__TEXT SECTION__.

>>>

4. Create Batch of Data¶

After reading in the 1000 samples in the test subset of the Amazon reviews dataset, we will create a batch of 500 to submit for inference

In [31]:

with open("test.ft.txt", "r", encoding="utf-8") as f:
    text = f.readlines()[:500] # extract first 500

# clean reviews before feeding to model
text_cleaned = [t.split("__label__")[-1][2:].replace("\n", "") for t in text]

In [33]:

sources = {"review_{}".format(i): {"input.txt": review} for i, review in enumerate(text_cleaned)}

5. Submit Batch Inference to Model¶

Helper Function¶

Below is a helper function we will use to submit inference jobs to the Modzy platform and return the model output using the submit_text method. For additional job submission methods, visit our docs page.

In [41]:

def get_model_output(model_identifier, model_version, data_sources, explain=False):
    """
    Args:
        model_identifier: model identifier (string)
        model_version: model version (string)
        data_sources: dictionary with the appropriate filename --> local file key-value pairs
        explain: boolean variable, defaults to False. If true, model will return explainable result
    """
    job = client.jobs.submit_text(model_identifier, model_version, data_sources, explain)
    result = client.results.block_until_complete(job, timeout=None)        
    return result

In [47]:

model_results = get_model_output(MODEL_ID, MODEL_VERSION, sources, explain=False)
first_review_results = model_results["results"]["review_0"]["results.json"]["data"]["result"]
pprint(first_review_results)

{'classPredictions': [ApiObject({
  "class": "neutral",
  "score": 0.716
}),
                      ApiObject({
  "class": "positive",
  "score": 0.214
}),
                      ApiObject({
  "class": "negative",
  "score": 0.07
})]}

<<<

__STATED GOAL A__.
In the batch inference notebook, which method does the helper function use to submit inference jobs to the Modzy platform?
__STATED GOAL B__.
Restate the batch inference notebook word for word, beginning at the words "data_sources: dictionary with" and stopping after "MODEL_VERSION, sources, explain=False)".

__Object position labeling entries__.
>>>

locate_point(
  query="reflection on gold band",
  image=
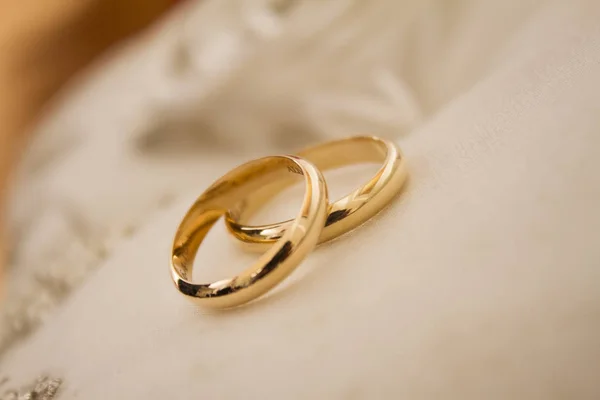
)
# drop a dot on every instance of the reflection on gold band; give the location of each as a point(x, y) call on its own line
point(283, 256)
point(346, 213)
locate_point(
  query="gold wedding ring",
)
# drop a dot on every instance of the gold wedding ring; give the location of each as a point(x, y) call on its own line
point(346, 213)
point(242, 191)
point(280, 260)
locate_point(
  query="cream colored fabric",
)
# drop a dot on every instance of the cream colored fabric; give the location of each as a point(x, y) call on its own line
point(481, 281)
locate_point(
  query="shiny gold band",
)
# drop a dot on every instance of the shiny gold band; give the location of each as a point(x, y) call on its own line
point(280, 260)
point(346, 213)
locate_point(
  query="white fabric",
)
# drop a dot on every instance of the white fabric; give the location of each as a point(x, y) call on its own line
point(480, 281)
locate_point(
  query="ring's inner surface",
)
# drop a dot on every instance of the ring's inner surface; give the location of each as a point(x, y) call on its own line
point(225, 194)
point(328, 156)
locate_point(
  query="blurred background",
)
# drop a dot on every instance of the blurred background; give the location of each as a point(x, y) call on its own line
point(231, 80)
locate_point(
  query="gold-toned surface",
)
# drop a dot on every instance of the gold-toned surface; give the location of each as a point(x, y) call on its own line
point(279, 260)
point(346, 213)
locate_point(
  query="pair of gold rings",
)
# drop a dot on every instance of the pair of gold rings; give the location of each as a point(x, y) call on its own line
point(241, 192)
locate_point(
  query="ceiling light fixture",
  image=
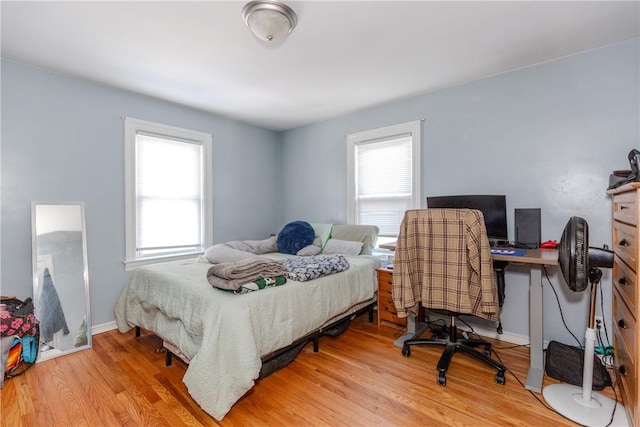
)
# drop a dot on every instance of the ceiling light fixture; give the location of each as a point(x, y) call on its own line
point(270, 21)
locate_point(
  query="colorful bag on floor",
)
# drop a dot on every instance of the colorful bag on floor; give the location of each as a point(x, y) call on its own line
point(17, 317)
point(15, 356)
point(17, 320)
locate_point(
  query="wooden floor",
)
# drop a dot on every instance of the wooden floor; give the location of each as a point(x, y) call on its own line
point(357, 379)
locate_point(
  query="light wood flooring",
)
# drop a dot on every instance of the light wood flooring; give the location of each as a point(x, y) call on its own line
point(357, 379)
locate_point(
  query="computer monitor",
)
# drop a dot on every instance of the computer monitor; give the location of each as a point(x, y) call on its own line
point(493, 208)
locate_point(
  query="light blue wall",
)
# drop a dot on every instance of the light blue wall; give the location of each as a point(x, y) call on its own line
point(547, 137)
point(62, 140)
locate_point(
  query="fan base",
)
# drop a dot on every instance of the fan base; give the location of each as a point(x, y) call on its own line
point(567, 401)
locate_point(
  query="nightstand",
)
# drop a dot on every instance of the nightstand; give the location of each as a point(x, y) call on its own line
point(386, 310)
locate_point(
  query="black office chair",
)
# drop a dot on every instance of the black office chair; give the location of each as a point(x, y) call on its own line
point(423, 233)
point(452, 344)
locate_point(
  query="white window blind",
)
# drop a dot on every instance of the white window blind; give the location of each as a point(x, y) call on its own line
point(384, 176)
point(384, 183)
point(168, 195)
point(168, 192)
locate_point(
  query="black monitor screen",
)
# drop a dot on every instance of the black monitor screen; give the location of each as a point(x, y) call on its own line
point(494, 209)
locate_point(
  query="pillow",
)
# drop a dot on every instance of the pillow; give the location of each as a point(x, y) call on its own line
point(324, 231)
point(367, 234)
point(313, 249)
point(295, 236)
point(344, 247)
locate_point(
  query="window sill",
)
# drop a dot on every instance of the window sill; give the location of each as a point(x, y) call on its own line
point(133, 264)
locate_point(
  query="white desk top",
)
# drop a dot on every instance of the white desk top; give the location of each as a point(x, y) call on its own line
point(533, 256)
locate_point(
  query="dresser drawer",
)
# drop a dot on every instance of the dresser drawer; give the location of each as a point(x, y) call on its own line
point(624, 243)
point(624, 280)
point(385, 280)
point(386, 309)
point(625, 207)
point(624, 324)
point(626, 379)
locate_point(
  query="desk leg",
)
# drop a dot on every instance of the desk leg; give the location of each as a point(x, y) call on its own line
point(536, 351)
point(415, 328)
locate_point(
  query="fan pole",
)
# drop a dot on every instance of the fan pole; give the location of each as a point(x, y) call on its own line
point(584, 406)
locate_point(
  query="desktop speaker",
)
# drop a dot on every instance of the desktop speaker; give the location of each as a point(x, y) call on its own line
point(528, 229)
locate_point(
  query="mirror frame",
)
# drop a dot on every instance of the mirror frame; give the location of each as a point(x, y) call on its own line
point(50, 354)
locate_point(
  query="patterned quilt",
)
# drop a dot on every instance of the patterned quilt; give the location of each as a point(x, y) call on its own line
point(312, 267)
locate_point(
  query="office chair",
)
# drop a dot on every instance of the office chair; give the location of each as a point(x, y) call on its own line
point(443, 261)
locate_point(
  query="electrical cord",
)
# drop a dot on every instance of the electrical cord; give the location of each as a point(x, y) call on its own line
point(604, 325)
point(546, 273)
point(542, 402)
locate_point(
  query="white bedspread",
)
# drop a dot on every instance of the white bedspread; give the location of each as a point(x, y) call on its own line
point(225, 335)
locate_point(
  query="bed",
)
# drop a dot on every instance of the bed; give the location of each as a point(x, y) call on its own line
point(225, 337)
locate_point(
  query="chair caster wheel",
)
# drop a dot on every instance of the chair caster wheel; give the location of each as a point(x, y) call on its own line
point(442, 379)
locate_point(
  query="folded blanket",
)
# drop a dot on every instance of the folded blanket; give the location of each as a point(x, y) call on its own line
point(308, 268)
point(232, 275)
point(238, 250)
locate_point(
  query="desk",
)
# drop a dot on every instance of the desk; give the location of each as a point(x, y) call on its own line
point(536, 259)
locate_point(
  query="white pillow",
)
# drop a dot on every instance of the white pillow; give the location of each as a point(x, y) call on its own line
point(344, 247)
point(324, 231)
point(312, 249)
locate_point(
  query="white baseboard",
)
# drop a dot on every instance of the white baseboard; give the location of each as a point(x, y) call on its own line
point(105, 327)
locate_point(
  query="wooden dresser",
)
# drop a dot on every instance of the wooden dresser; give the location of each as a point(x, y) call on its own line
point(386, 310)
point(626, 236)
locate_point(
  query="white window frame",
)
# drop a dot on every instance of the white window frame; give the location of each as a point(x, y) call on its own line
point(134, 126)
point(412, 129)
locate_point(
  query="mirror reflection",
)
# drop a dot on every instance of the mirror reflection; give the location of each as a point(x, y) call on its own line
point(61, 287)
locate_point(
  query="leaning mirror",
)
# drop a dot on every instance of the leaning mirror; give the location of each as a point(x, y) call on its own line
point(60, 278)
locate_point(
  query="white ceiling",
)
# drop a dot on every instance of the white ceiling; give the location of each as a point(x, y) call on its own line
point(343, 56)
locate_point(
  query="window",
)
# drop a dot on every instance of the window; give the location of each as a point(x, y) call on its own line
point(168, 192)
point(384, 176)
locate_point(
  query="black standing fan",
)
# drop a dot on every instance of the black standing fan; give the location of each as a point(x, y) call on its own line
point(580, 267)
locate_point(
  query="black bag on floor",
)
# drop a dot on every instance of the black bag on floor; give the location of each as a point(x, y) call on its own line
point(565, 363)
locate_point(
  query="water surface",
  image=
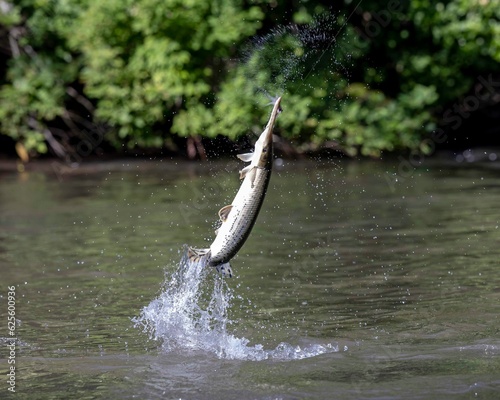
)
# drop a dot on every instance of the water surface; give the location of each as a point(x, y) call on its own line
point(355, 283)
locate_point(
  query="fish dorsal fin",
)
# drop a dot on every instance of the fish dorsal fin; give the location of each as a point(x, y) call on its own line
point(247, 157)
point(224, 212)
point(196, 255)
point(244, 171)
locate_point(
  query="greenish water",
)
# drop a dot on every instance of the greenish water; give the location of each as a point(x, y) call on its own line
point(351, 285)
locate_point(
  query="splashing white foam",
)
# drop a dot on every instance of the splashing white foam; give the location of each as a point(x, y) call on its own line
point(191, 314)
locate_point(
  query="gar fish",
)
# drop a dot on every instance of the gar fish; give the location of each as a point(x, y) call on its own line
point(239, 217)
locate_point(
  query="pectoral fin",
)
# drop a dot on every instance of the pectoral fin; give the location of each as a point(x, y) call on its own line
point(196, 255)
point(244, 171)
point(247, 157)
point(224, 212)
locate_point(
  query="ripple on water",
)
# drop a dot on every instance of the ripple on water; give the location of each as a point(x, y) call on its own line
point(191, 314)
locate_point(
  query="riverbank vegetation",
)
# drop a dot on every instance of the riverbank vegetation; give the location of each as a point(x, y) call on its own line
point(363, 78)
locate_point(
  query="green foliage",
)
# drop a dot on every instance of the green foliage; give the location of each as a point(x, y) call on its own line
point(154, 69)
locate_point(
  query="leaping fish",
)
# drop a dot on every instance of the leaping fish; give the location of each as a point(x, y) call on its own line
point(239, 217)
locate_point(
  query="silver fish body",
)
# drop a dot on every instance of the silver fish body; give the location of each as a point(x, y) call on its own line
point(239, 217)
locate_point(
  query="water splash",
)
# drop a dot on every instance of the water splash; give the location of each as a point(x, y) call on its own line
point(190, 314)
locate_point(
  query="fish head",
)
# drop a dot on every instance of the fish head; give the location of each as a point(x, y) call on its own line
point(264, 145)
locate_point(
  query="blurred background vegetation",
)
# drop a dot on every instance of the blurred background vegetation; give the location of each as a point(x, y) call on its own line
point(81, 77)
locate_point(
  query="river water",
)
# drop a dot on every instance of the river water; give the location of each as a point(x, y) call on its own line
point(359, 281)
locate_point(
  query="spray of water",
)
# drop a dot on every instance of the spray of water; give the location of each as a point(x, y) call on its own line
point(191, 314)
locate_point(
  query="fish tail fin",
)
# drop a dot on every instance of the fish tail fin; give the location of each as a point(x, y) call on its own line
point(203, 256)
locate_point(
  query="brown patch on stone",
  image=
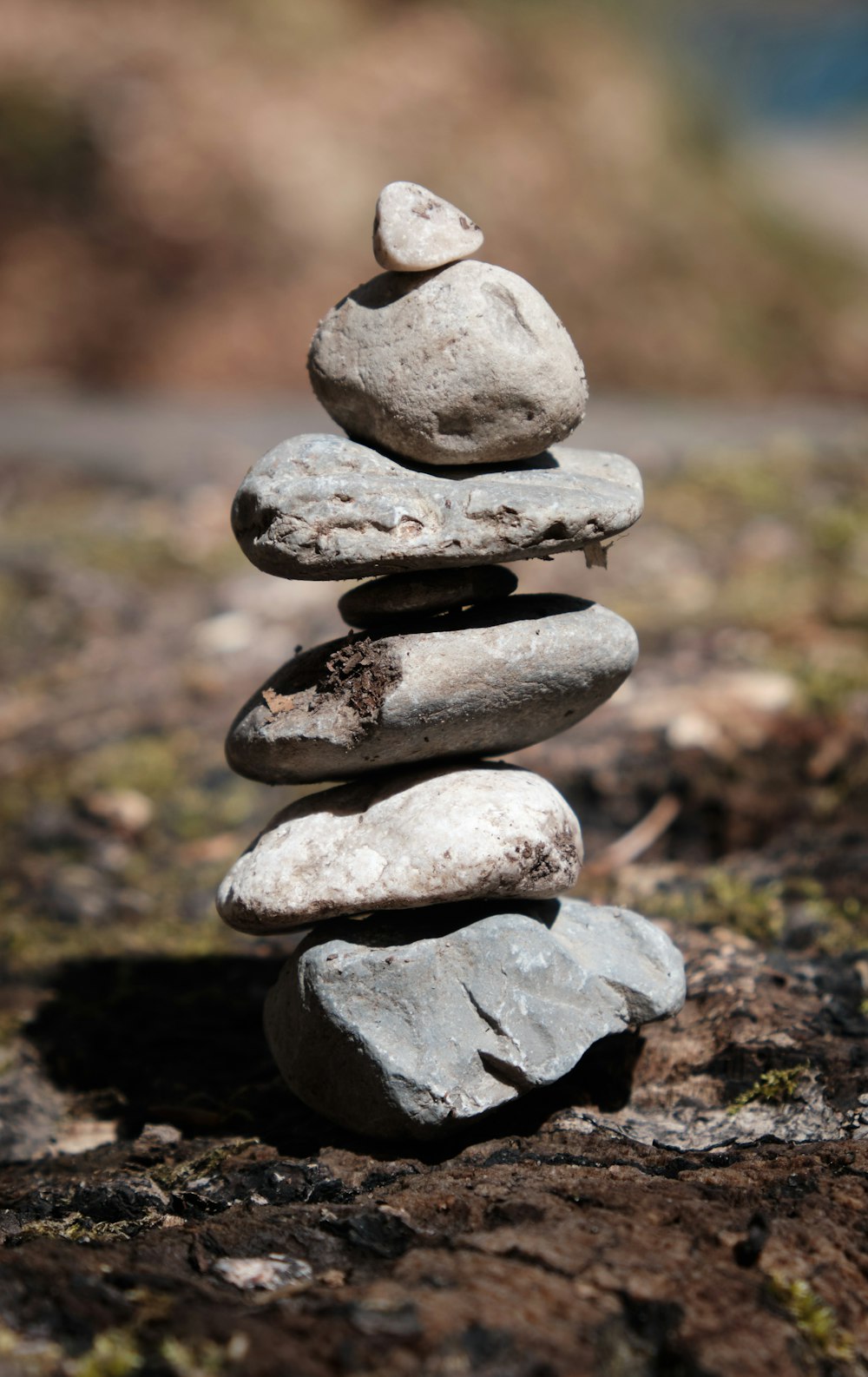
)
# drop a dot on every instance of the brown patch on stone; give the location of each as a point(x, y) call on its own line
point(359, 674)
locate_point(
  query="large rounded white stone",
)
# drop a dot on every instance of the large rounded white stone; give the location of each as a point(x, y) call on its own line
point(416, 230)
point(467, 366)
point(414, 1024)
point(404, 840)
point(484, 682)
point(321, 507)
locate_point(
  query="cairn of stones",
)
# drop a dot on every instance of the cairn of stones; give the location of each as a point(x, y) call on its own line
point(442, 975)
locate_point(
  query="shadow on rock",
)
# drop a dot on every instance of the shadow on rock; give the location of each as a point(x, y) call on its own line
point(181, 1041)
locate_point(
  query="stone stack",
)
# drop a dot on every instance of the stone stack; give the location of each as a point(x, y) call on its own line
point(442, 975)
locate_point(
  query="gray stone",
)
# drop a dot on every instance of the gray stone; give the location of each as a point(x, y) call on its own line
point(428, 594)
point(483, 682)
point(416, 230)
point(467, 366)
point(413, 839)
point(417, 1022)
point(321, 507)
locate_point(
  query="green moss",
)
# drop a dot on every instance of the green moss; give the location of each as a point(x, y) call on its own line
point(202, 1358)
point(773, 1087)
point(813, 1318)
point(113, 1354)
point(725, 899)
point(172, 1177)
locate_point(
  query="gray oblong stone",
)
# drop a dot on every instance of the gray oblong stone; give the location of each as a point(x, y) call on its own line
point(414, 1024)
point(416, 230)
point(467, 366)
point(430, 592)
point(484, 682)
point(411, 839)
point(322, 507)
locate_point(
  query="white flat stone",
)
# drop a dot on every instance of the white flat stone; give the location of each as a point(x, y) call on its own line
point(484, 682)
point(416, 230)
point(322, 507)
point(414, 1024)
point(467, 366)
point(402, 841)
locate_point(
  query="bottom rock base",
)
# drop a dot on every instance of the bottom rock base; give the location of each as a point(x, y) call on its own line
point(414, 1024)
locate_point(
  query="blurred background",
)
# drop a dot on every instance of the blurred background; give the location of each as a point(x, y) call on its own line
point(188, 185)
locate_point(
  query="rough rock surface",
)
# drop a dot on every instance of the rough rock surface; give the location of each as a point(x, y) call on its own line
point(414, 1024)
point(416, 230)
point(324, 507)
point(560, 1235)
point(467, 366)
point(482, 682)
point(404, 840)
point(383, 601)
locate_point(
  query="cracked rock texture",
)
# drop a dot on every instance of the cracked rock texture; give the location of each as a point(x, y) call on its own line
point(399, 841)
point(467, 366)
point(397, 596)
point(416, 230)
point(413, 1024)
point(483, 682)
point(324, 507)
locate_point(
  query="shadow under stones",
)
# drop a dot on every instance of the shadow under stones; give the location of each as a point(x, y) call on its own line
point(181, 1041)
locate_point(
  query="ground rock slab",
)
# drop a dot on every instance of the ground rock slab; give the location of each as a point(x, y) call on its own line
point(398, 841)
point(465, 366)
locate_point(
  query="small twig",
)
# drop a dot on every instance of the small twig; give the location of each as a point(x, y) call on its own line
point(640, 838)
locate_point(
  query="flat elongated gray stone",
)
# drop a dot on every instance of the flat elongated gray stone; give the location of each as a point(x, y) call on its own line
point(322, 507)
point(411, 839)
point(467, 366)
point(413, 1024)
point(416, 230)
point(430, 592)
point(482, 682)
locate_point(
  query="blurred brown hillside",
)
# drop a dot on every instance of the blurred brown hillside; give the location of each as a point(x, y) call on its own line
point(190, 185)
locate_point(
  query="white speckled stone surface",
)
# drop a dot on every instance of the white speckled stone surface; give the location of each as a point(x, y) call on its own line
point(414, 1024)
point(416, 230)
point(404, 840)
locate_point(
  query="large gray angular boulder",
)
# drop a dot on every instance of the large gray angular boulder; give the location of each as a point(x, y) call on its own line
point(482, 682)
point(414, 1024)
point(402, 841)
point(400, 596)
point(465, 366)
point(322, 507)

<<<

__EXERCISE RESPONSE A__.
The submit_text method.

__EXERCISE RESPONSE B__.
data_sources: dictionary with the appropriate filename --> local file key-value pairs
        explain: boolean variable, defaults to False. If true, model will return explainable result
    """
    job = client.jobs.submit_text(model_identifier, model_version, data_sources, explain)
    result = client.results.block_until_complete(job, timeout=None)        
    return result

In [47]:

model_results = get_model_output(MODEL_ID, MODEL_VERSION, sources, explain=False)